HOW TO COMPLETE THIS TASK:
If a line in the entries below includes "instance", pick it out and copy it.

DATA TO PROCESS:
--*--
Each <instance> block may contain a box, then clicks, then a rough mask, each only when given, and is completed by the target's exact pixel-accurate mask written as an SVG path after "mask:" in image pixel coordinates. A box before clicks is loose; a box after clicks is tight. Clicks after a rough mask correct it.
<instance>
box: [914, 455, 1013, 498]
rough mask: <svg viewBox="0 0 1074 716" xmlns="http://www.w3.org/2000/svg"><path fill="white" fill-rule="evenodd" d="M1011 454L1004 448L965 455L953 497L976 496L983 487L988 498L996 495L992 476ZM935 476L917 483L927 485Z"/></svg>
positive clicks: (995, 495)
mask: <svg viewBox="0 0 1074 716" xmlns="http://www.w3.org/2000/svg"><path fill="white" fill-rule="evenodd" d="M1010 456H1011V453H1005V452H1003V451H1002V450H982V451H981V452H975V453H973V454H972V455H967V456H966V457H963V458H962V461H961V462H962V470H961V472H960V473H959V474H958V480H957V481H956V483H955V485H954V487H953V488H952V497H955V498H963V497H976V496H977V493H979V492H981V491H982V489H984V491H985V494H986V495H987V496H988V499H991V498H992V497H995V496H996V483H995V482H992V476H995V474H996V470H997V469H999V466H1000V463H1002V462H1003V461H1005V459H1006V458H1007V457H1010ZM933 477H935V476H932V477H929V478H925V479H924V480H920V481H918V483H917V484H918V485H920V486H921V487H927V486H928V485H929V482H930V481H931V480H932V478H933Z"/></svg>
--*--
PROBLEM SOLUTION:
Each <instance> block may contain a box, then clicks, then a rough mask, each only when given, and is completed by the target's exact pixel-accurate mask written as an SVG path after "mask:" in image pixel coordinates. A box before clicks is loose; a box after clicks is tight. Clicks after a rough mask correct it.
<instance>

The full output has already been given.